* 과제 안내 *
아래 기록에서 "photo"라는 단어가 들어 있는 줄을 모두 뽑아 그대로 옮겨 적으세요.

* 저장된 기록 *
<<<<
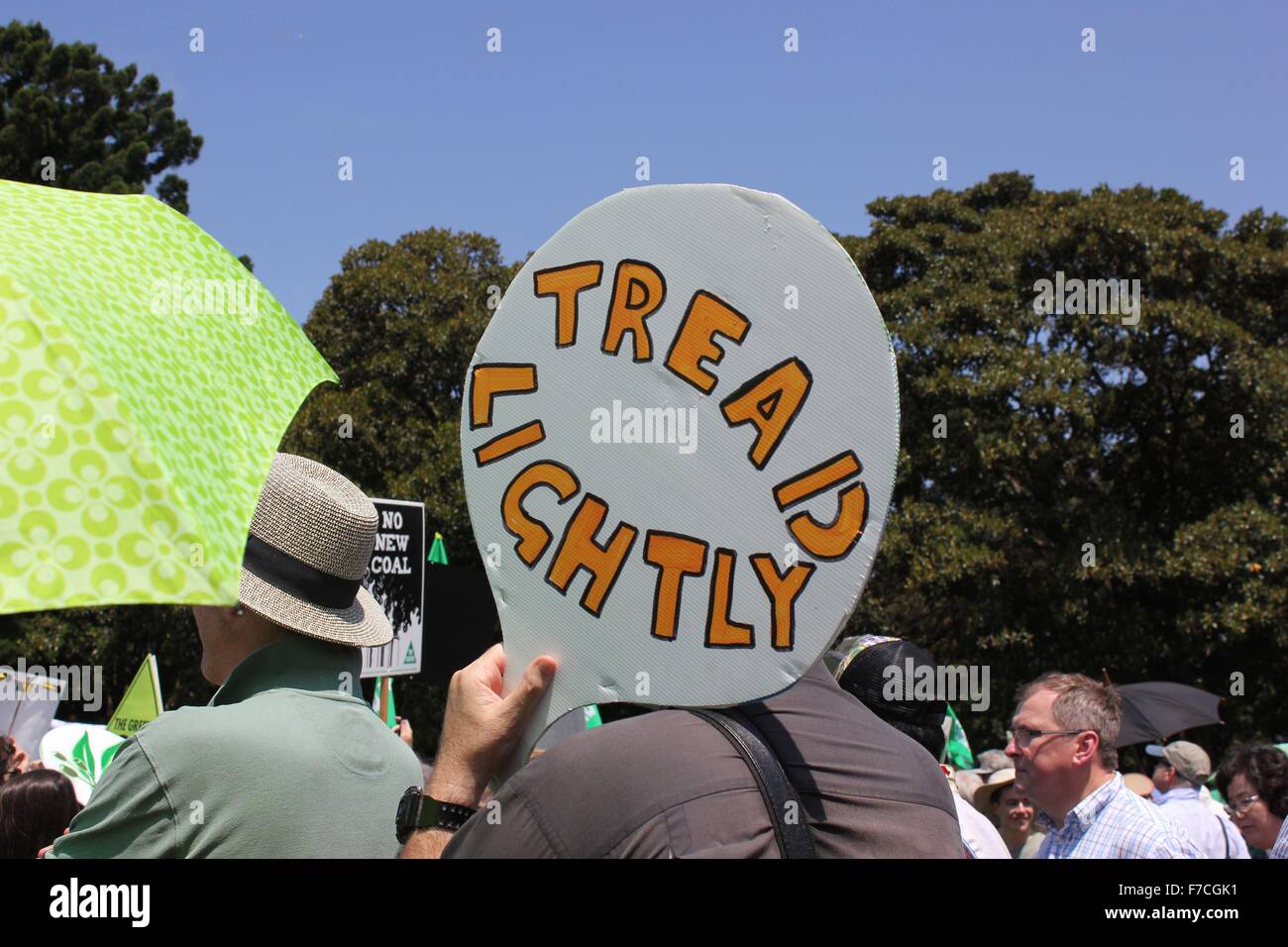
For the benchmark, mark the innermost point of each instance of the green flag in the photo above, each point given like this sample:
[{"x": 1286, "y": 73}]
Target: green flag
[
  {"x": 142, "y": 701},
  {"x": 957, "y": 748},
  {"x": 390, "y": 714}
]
>>>>
<<<<
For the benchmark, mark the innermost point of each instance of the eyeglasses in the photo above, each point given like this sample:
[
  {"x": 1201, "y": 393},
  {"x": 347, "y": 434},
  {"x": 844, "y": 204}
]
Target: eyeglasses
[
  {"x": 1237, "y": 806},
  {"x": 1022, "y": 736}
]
>>>>
* 정답은 아래 *
For the benchmark, mark the innermost point of each instance of the green flag in the photo above, each point given like this sample:
For the benchmark, mark the innermost point of each instance of the eyeglasses in the photo above, each point given like this sample:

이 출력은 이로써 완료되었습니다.